» **WRITTEN REQUEST**
Collect every line in the entries below that contains the word "black".

(Location identification items)
---+---

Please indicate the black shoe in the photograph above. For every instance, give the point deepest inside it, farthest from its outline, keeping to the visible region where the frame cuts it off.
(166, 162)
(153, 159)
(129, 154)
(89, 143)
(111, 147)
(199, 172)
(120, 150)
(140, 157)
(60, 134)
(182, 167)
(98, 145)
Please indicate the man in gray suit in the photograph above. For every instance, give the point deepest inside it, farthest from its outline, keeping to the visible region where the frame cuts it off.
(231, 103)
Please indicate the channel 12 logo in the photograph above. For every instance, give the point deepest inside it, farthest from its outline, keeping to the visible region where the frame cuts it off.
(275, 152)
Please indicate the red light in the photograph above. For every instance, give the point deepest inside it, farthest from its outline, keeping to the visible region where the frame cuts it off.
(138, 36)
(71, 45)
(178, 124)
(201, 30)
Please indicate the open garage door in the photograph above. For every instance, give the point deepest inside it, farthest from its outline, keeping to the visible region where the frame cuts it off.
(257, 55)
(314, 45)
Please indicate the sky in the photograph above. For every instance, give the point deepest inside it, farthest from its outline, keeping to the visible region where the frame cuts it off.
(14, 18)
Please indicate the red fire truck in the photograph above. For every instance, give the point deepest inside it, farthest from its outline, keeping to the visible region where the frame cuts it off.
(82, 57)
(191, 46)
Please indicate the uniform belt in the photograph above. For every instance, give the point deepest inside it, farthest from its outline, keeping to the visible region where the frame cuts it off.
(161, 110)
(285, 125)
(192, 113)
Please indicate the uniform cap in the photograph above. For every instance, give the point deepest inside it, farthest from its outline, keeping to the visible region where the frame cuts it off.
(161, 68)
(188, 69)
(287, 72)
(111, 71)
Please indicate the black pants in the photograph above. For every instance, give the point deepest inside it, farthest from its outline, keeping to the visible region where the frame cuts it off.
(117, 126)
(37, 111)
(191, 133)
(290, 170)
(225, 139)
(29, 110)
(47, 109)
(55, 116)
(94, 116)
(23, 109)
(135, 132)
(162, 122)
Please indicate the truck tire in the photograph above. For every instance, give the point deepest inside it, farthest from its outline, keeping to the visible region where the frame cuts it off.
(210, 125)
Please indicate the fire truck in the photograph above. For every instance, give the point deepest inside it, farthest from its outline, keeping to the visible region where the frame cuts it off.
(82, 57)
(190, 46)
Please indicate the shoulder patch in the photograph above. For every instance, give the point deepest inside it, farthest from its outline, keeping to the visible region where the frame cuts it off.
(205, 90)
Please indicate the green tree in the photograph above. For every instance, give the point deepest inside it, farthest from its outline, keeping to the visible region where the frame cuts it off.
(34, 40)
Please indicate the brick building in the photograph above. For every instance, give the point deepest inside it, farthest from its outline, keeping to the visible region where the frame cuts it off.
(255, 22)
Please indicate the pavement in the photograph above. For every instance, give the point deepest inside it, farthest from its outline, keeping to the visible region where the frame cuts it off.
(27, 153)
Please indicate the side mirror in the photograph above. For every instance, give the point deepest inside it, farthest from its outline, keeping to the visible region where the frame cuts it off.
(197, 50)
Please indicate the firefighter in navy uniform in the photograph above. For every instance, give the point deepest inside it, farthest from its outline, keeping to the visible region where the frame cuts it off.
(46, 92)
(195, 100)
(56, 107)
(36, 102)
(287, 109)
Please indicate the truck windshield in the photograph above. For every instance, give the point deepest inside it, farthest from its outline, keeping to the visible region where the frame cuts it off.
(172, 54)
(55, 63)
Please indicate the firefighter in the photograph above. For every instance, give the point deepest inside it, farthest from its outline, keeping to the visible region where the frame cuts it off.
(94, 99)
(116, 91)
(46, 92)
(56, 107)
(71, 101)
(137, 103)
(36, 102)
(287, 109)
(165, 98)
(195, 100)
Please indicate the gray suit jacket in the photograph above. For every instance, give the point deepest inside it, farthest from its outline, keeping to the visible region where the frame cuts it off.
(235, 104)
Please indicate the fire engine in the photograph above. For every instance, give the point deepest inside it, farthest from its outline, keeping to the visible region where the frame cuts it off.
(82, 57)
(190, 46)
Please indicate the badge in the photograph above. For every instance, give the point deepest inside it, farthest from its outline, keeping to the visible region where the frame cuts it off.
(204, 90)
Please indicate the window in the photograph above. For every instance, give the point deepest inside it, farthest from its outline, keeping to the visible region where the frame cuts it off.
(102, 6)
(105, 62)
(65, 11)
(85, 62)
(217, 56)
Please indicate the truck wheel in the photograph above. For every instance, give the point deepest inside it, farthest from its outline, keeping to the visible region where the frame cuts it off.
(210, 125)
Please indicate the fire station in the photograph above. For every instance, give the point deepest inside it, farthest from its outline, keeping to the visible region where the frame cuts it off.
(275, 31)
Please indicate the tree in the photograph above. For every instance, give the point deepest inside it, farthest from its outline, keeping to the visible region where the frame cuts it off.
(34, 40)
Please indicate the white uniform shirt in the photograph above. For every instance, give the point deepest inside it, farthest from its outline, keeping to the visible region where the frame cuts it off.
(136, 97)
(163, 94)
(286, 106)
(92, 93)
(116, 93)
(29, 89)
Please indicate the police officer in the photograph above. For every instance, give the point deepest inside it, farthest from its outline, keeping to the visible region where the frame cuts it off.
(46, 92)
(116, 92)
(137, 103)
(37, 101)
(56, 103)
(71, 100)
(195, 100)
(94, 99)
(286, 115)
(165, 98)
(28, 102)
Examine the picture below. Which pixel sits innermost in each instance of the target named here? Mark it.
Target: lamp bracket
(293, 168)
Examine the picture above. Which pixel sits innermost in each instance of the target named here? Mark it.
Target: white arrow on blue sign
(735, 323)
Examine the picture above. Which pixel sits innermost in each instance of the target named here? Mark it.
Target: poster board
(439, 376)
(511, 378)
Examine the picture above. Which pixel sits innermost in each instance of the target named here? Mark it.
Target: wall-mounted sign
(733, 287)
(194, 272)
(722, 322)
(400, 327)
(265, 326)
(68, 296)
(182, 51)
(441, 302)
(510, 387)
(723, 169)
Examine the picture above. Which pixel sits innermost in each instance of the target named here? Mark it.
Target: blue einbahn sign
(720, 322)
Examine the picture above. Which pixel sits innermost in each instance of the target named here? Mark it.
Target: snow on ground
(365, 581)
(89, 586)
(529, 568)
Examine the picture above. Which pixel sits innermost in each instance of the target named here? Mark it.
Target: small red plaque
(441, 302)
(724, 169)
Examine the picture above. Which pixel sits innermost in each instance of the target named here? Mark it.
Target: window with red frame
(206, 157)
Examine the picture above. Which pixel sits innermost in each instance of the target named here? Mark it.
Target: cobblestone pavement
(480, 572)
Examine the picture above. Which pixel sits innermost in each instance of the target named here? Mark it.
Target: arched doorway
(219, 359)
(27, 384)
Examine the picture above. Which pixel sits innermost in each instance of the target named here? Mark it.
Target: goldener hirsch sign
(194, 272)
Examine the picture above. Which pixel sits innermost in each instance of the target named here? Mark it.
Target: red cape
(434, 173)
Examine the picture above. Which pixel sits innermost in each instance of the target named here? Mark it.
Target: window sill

---+---

» **RESULT OF THIS EXERCISE**
Please indicate the black shoe in the photograph above. For every instance, give the point deepest inside it, farthest from its outline, keeping to the visible region where the frame cuts it off.
Please indicate the black pants in the photograph above. For every instance, give the point deepest inside it, farthest from its outline, keeping to the visible region where the frame cuts it off.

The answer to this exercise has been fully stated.